PROMPT 1:
Answer from the post about wrapper functions in a C library, one reply per line marked to match:
(a) How many APIs in total does the author plan to provide?
(b) What mode does vi_de() enter in its first call, according to the comment?
(c) How many wrappers has the author currently implemented?
PROMPT 2: List every API name declared in the initial list of function prototypes in the post about wrapper functions in a C library, before the first function body.

::: TEXT BLOCK :::

I want to explain my question through a practical problem I met in my project.
I am writing a c library( which behaves like a programmable vi editor
), and i plan to provide a series of APIs ( more than 20 in total ):
void vi_dw(struct vi *vi);
void vi_de(struct vi *vi);
void vi_d0(struct vi *vi);
void vi_d$(struct vi *vi);
...
void vi_df(struct vi *, char target);
void vi_dd(struct vi *vi);
These APIs do not perform core operations, they are just wrappers. For example, I can implement vi_de()
like this:
void vi_de(struct vi *vi){
vi_v(vi); //enter visual mode
vi_e(vi); //press key 'e'
vi_d(vi); //press key 'd'
}
However, if the wrapper is as simple as such, I have to write more than 20 similar wrapper functions.
So, I consider implementing more complex wrappers to reduce the amount:
void vi_d_move(struct vi *vi, vi_move_func_t move){
vi_v(vi);
move(vi);
vi_d(vi);
}
static inline void vi_dw(struct vi *vi){
vi_d_move(vi, vi_w);
}
static inline void vi_de(struct vi *vi){
vi_d_move(vi, vi_e);
}
...
The function vi_d_move()
is a better wrapper function, he can convert a part of similar move operation to APIs, but not all, like vi_f()
, which need another wrapper with a third argument char target
.
I finished explaining the example picked from my project.
The pseudo code above is simper than real case, but is enough to show that:
The more complex the wrapper is, the less wrappers we need, and the slower they will be.(they will become more indirect or need to consider more conditions).
There are two extremes:
use only one wrapper but complex enough to adopt all move operations and convert them into corresponding APIs.
use more than twenty small and simple wrappers. one wrapper is one API.
For case 1, the wrapper itself is slow, but it has more chance resident in cache, because it is often executed(all APIs share it). It's a slow but hot path.
For case 2, these wrappers are simple and fast, but has less chance resident in cache. At least, for any API first time called, a cache miss will happen.(CPU need to fetch instructions from memory, but not L1, L2).
Currently, I implemented five wrappers, each of them are relatively simple and fast. this seems to be a balance, but just seems. I chose five just because I felt the move operation can be divided into five groups naturally. I have no idea how to evaluate it, I don't mean a profiler, I mean, in theory, what main factors should be considered in such case?
In the post end, I want to add more detail for these APIs:
These APIs need to be fast. Because this library is designed as a high performance virtual editor. The delete/copy/paste operation is designed to approach the bare C code.

::: SOURCE MATERIAL :::

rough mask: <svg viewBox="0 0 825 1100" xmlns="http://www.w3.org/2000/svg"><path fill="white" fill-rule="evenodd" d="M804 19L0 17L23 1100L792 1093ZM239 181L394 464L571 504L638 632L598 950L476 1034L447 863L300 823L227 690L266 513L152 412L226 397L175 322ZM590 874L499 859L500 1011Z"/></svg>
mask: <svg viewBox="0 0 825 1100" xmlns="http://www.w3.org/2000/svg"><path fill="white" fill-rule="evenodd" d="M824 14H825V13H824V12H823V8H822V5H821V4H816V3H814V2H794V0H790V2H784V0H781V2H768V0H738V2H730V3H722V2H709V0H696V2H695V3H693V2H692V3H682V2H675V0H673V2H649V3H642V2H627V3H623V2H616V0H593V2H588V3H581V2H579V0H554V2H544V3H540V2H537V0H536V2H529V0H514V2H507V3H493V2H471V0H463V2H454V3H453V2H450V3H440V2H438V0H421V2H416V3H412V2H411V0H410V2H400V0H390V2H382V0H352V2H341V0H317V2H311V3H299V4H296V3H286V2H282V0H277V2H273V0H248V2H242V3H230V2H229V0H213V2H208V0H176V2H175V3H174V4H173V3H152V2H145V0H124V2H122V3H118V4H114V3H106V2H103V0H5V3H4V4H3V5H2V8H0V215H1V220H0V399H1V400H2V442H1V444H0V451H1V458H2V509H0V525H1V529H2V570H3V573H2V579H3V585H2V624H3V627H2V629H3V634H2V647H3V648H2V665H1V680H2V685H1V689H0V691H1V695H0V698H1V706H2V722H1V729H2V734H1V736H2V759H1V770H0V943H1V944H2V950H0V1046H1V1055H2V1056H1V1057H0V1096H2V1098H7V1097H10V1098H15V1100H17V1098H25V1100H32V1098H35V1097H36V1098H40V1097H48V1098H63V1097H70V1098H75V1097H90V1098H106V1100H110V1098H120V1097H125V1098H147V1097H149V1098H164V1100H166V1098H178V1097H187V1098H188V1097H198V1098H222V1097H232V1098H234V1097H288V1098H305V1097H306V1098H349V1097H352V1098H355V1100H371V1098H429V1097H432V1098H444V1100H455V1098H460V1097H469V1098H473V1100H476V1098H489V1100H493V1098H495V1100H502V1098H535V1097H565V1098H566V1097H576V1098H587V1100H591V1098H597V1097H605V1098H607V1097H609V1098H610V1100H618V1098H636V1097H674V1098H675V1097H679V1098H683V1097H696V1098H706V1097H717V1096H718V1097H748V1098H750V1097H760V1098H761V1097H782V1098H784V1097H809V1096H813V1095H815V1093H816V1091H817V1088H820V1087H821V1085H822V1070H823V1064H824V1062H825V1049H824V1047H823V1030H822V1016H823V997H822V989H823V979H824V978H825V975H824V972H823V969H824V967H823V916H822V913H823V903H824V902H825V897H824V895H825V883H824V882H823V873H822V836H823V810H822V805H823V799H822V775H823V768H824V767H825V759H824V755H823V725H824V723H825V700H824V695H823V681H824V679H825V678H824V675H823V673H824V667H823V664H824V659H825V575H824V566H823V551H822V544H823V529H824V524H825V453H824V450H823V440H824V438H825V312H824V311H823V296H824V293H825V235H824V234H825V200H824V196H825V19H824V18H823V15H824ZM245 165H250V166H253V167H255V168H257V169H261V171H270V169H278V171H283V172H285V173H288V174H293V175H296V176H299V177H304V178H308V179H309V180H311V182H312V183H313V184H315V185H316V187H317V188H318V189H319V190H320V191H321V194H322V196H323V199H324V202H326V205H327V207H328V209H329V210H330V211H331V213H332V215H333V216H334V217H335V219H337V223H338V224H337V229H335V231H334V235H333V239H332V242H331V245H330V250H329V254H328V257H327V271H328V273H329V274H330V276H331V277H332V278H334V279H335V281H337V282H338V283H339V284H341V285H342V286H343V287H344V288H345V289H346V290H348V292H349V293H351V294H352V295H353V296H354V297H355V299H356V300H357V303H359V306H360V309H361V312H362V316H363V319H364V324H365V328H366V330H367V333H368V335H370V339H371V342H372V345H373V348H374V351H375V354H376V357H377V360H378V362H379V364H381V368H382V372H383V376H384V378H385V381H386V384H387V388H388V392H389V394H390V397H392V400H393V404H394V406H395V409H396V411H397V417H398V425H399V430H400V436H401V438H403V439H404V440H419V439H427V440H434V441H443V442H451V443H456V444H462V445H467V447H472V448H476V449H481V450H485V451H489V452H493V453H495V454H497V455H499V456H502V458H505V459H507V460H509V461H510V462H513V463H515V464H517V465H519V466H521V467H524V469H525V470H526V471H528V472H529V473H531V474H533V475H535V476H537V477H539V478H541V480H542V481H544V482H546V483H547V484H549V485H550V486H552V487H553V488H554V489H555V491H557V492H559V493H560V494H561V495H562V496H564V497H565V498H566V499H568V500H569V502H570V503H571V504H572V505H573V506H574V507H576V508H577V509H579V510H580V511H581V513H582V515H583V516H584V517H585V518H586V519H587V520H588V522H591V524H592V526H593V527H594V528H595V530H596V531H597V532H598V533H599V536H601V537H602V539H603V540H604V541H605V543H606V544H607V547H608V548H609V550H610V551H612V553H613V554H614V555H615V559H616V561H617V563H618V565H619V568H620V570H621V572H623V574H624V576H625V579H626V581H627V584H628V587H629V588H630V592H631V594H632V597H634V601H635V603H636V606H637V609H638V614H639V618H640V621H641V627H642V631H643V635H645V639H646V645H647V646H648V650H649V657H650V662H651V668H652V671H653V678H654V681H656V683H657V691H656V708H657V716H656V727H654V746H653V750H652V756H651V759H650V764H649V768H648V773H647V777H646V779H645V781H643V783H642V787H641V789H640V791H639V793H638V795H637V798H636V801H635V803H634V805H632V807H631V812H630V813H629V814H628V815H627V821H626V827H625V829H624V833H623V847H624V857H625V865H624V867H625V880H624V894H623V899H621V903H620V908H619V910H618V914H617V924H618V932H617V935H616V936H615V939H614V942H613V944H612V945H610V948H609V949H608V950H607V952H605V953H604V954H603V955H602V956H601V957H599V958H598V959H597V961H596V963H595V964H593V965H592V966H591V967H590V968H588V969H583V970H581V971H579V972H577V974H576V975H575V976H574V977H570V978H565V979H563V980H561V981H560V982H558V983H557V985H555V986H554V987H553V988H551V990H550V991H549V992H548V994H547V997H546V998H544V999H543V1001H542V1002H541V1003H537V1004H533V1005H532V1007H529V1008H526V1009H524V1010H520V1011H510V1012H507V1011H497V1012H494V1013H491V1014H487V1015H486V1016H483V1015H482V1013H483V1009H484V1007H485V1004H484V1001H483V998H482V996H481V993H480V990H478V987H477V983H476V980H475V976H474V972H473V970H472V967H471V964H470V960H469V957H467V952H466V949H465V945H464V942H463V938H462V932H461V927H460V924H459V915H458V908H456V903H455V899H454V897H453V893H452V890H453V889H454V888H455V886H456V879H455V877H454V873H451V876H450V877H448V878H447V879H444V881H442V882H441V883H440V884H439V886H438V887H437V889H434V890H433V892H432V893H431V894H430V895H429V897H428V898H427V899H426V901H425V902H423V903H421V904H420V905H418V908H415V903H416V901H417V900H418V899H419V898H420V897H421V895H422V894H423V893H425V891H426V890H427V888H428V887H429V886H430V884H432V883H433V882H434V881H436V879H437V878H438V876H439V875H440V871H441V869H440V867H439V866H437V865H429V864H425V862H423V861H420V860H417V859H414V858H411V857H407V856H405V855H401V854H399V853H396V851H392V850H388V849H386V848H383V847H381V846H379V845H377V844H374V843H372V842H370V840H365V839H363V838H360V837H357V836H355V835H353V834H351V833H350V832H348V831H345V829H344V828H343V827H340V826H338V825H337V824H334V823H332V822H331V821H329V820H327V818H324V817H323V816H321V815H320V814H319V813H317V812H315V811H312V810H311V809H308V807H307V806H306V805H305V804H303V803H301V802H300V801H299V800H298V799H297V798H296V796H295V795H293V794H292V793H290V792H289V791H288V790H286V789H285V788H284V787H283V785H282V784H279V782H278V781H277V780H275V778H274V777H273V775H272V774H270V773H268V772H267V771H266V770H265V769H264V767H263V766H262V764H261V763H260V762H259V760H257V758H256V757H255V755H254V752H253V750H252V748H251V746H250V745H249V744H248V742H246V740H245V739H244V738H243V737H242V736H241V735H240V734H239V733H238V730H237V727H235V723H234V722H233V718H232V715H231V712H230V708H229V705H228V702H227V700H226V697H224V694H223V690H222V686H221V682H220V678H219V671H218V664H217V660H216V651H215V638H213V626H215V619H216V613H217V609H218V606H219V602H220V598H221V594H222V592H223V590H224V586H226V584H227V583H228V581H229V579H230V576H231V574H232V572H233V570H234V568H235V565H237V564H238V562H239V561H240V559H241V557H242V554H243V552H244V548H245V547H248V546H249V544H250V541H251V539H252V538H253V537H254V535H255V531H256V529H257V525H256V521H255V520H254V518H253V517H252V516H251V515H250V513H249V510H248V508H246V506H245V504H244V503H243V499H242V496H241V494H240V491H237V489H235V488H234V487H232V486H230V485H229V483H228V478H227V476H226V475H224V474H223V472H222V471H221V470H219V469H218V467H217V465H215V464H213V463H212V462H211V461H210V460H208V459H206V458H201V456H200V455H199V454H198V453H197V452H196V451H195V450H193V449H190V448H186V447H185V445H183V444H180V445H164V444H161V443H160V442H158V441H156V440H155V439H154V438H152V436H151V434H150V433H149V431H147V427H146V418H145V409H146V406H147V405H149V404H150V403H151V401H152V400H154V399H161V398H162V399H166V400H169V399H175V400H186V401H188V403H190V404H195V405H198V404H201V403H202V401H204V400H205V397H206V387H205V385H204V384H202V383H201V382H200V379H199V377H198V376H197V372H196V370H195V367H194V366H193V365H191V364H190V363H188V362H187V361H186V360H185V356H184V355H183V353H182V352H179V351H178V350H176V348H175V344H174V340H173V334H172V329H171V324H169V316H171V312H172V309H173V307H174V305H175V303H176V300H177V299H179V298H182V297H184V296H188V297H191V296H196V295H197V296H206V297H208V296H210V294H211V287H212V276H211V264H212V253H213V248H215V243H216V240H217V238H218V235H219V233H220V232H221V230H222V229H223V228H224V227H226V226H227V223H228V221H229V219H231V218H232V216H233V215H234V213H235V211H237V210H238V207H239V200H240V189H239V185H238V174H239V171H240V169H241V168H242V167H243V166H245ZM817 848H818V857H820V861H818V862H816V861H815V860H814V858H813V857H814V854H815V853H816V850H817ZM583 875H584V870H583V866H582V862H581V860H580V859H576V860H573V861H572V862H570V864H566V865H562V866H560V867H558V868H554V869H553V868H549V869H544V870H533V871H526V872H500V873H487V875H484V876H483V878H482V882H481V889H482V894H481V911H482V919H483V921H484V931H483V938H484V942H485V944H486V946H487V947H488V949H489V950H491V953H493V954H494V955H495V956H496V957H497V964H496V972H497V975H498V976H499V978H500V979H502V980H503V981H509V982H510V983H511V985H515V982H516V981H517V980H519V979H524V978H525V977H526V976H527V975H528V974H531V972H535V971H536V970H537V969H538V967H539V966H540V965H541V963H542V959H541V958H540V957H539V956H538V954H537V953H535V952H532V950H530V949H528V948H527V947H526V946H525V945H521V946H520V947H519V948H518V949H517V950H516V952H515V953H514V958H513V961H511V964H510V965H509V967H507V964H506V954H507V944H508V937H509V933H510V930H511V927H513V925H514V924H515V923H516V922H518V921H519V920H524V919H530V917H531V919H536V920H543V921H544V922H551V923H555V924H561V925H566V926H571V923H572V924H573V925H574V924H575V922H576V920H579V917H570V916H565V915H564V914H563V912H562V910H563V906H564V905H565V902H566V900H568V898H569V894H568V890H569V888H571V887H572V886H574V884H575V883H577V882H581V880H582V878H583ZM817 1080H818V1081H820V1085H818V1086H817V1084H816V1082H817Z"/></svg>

:::

SOLUTION 1:
(a) More than 20.
(b) Visual mode.
(c) Five.

SOLUTION 2: vi_dw, vi_de, vi_d0, vi_d$, vi_df, vi_dd